# Exercise input
--------------------------------------------------
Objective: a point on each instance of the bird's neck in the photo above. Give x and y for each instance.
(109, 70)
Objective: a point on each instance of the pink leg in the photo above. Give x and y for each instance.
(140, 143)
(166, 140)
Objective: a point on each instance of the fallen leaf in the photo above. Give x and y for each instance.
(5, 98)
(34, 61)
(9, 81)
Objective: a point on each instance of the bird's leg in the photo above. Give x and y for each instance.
--------------------------------------------------
# What to do
Write out every line of the listing above word for word, with nothing added or changed.

# Output for this exercise
Objective: a point on each instance of the bird's neck in the photo above. Give x and y for each instance.
(109, 70)
Objective: a point on each instance of the pink leg in the photo above. Give x and y for each instance.
(140, 143)
(166, 140)
Objective: a point on each instance of the fallen leaf in the photo above. Give x and y for each instance.
(5, 98)
(34, 61)
(9, 81)
Objective: a point on each instance of the bird's leg in the photo above. Give x and y for each instance.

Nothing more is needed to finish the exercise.